What the task asks - Check every line below for the word "wearing" and copy the ones that have it.
The data: Begin
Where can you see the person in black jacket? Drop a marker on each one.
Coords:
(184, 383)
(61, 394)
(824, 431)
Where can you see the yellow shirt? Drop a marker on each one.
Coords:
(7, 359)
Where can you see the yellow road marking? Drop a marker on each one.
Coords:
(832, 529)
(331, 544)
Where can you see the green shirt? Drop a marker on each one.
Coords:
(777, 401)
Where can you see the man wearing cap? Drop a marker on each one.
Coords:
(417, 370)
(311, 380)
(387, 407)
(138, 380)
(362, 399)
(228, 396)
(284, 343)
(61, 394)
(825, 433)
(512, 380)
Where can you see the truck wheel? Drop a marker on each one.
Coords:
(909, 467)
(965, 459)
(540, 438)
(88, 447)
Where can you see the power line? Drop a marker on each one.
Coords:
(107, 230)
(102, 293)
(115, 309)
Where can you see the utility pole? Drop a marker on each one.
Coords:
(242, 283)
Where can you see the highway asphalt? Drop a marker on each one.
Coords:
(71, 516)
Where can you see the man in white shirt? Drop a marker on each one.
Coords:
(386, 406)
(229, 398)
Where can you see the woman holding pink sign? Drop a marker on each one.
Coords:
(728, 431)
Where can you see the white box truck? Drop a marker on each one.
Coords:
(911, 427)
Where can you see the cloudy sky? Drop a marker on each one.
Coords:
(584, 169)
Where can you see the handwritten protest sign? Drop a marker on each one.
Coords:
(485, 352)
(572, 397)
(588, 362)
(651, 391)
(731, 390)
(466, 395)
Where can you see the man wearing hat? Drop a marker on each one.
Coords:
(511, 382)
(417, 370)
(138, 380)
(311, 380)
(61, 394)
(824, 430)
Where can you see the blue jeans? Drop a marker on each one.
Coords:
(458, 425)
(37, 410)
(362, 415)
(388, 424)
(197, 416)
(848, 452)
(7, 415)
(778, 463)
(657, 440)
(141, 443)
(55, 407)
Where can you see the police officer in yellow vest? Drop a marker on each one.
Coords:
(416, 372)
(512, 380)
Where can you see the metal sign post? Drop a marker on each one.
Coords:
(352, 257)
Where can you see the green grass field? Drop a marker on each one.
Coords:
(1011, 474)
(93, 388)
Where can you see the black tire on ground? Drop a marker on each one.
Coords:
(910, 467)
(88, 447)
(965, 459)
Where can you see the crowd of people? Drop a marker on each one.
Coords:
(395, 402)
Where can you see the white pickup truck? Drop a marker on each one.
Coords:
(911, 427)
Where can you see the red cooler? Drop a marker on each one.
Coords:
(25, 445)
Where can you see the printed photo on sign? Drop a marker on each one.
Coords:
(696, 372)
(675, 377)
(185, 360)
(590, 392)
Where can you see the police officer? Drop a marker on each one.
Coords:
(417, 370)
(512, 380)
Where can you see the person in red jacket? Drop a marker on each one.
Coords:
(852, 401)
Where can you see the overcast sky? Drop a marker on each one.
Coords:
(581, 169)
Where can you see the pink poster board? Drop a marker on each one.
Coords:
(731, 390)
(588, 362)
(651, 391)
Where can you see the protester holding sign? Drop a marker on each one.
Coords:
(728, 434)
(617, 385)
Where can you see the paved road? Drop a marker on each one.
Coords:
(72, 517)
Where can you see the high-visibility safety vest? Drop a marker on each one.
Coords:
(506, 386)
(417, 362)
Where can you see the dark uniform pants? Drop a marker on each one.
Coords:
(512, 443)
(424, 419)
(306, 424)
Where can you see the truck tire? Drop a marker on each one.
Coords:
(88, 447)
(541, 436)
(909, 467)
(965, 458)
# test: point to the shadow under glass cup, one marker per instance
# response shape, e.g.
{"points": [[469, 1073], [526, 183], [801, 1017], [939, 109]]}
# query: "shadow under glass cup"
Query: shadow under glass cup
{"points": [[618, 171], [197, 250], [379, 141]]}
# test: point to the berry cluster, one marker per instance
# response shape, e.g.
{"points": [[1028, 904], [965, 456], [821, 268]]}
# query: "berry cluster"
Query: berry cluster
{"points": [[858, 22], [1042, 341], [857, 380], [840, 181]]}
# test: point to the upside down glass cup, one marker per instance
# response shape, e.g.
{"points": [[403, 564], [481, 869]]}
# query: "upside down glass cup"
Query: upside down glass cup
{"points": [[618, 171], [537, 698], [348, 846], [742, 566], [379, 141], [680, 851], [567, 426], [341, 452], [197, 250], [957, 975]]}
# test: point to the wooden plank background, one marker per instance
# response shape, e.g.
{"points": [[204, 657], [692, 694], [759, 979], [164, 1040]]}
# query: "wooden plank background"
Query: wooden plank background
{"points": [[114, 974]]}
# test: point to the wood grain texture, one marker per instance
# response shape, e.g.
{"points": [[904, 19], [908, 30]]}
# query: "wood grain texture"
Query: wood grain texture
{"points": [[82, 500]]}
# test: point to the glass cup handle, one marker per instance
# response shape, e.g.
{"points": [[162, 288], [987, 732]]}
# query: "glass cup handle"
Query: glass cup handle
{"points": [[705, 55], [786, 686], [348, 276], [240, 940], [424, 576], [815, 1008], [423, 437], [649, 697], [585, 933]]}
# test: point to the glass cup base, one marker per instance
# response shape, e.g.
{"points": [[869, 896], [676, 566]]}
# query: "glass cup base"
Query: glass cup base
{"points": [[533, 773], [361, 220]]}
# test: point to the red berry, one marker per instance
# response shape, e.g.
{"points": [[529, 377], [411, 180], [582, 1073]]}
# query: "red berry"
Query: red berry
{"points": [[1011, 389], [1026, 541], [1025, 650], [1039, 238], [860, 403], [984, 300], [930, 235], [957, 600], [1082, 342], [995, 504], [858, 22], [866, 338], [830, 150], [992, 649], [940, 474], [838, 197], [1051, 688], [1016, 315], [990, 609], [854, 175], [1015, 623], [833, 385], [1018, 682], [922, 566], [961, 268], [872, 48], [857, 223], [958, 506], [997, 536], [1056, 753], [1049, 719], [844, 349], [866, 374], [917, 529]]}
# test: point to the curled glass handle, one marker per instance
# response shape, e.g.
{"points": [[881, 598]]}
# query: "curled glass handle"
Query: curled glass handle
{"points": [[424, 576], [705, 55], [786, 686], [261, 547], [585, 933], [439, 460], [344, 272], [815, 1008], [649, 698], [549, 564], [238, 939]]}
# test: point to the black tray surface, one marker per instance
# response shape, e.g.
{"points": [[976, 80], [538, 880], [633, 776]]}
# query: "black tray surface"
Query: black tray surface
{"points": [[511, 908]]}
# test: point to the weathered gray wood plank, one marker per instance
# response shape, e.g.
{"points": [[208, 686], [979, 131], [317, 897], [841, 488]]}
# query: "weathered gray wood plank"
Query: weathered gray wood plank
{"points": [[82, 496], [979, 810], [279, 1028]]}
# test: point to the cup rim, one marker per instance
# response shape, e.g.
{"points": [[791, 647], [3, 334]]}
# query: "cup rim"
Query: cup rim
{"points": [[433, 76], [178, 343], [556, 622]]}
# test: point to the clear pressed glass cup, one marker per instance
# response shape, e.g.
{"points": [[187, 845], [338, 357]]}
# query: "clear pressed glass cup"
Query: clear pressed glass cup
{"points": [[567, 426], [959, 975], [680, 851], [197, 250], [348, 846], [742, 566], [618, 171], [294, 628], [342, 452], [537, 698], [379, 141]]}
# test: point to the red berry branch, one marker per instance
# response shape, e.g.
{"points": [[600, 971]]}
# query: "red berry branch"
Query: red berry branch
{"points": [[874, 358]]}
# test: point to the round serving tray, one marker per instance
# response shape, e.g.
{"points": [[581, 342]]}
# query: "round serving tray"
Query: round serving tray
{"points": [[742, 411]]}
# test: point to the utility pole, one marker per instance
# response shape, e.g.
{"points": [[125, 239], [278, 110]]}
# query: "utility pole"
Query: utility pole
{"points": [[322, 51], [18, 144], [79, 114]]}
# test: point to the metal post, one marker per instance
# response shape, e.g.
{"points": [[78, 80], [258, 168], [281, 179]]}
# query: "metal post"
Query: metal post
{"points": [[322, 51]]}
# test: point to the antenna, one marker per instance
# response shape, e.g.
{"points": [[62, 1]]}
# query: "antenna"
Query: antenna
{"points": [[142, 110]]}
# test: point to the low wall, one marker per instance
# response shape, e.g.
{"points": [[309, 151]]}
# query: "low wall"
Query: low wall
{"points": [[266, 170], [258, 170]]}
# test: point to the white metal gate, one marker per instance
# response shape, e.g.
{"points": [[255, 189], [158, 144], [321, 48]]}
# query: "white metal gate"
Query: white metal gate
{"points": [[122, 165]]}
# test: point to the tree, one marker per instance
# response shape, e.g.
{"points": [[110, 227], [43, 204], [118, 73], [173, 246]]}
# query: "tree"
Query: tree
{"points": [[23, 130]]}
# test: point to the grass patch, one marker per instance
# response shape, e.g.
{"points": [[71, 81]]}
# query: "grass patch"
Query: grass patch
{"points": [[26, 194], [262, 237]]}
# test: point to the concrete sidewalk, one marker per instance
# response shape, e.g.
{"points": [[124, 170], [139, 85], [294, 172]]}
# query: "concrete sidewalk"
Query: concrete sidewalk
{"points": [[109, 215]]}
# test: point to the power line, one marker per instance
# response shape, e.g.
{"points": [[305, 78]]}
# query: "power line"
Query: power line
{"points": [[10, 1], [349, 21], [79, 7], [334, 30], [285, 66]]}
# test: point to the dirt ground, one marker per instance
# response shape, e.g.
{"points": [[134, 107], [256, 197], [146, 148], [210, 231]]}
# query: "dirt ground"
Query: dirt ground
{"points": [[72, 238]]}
The data: End
Finished exercise -
Where can you see the man wearing cap? Drop a marker on each one.
Where can you see the man wearing hat? Drop a marker on each one.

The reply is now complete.